• REQUIREMENT
Reproduce exactly the lines below, starting with the line that contains "Mark every instance of the red" and ending with the last line of the records, both included, and nothing else.

• RECORDED INFORMATION

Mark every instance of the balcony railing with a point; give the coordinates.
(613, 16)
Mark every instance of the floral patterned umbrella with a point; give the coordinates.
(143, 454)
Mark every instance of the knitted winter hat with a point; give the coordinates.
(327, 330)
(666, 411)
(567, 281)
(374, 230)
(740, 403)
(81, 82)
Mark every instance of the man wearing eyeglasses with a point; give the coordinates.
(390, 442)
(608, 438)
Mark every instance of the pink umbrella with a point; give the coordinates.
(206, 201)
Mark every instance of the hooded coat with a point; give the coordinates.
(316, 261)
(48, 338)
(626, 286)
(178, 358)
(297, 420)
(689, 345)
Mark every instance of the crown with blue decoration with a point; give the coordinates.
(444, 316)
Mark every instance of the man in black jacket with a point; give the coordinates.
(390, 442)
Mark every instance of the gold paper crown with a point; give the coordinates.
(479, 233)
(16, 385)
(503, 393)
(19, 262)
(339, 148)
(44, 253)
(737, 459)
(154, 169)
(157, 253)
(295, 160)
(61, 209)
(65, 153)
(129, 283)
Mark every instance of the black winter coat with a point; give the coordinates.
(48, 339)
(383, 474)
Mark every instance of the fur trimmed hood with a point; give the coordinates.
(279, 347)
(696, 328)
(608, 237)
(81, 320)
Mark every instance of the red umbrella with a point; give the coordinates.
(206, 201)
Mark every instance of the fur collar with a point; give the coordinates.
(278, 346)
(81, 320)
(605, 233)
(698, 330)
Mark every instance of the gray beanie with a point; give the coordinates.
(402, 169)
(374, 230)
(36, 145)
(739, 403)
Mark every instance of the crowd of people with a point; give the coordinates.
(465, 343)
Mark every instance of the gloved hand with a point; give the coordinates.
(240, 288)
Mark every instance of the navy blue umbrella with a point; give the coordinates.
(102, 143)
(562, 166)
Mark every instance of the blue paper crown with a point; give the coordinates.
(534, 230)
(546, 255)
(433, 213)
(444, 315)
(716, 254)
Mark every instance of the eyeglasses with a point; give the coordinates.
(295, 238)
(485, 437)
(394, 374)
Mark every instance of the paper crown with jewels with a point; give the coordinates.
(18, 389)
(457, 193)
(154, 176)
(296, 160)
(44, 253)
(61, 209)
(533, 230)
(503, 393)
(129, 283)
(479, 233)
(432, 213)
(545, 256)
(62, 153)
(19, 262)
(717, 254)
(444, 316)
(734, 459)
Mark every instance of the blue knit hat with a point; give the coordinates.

• ANSWER TO THE TASK
Mark every instance of the red umbrella with a point; give the coordinates.
(206, 201)
Mark every instance of the fur collar with a point; give the coordinates.
(278, 346)
(81, 320)
(605, 233)
(698, 330)
Mark every instance of the gray beanie with a point; give the coordinates.
(402, 169)
(374, 230)
(36, 145)
(739, 403)
Mark every instance of the crowd of people with a point; give the coordinates.
(465, 343)
Mark every instance of the gloved hand with a point; give the coordinates.
(240, 288)
Mark every instance of the navy blue umbrella with a point; give the coordinates.
(102, 143)
(562, 166)
Mark every instance of the blue paper crown with a point; give the coordinates.
(534, 230)
(546, 255)
(433, 213)
(444, 315)
(716, 254)
Mark every instance of the eyeglasses with a point; give the coordinates.
(295, 238)
(485, 437)
(394, 374)
Mark every instance of the paper crown with jewels with a point; give the coordinates.
(18, 389)
(457, 193)
(154, 176)
(296, 160)
(44, 253)
(61, 209)
(533, 230)
(503, 393)
(129, 283)
(479, 233)
(432, 213)
(545, 256)
(62, 153)
(19, 262)
(717, 254)
(444, 316)
(734, 459)
Mark every instance of the blue knit hat with a point; give the coordinates.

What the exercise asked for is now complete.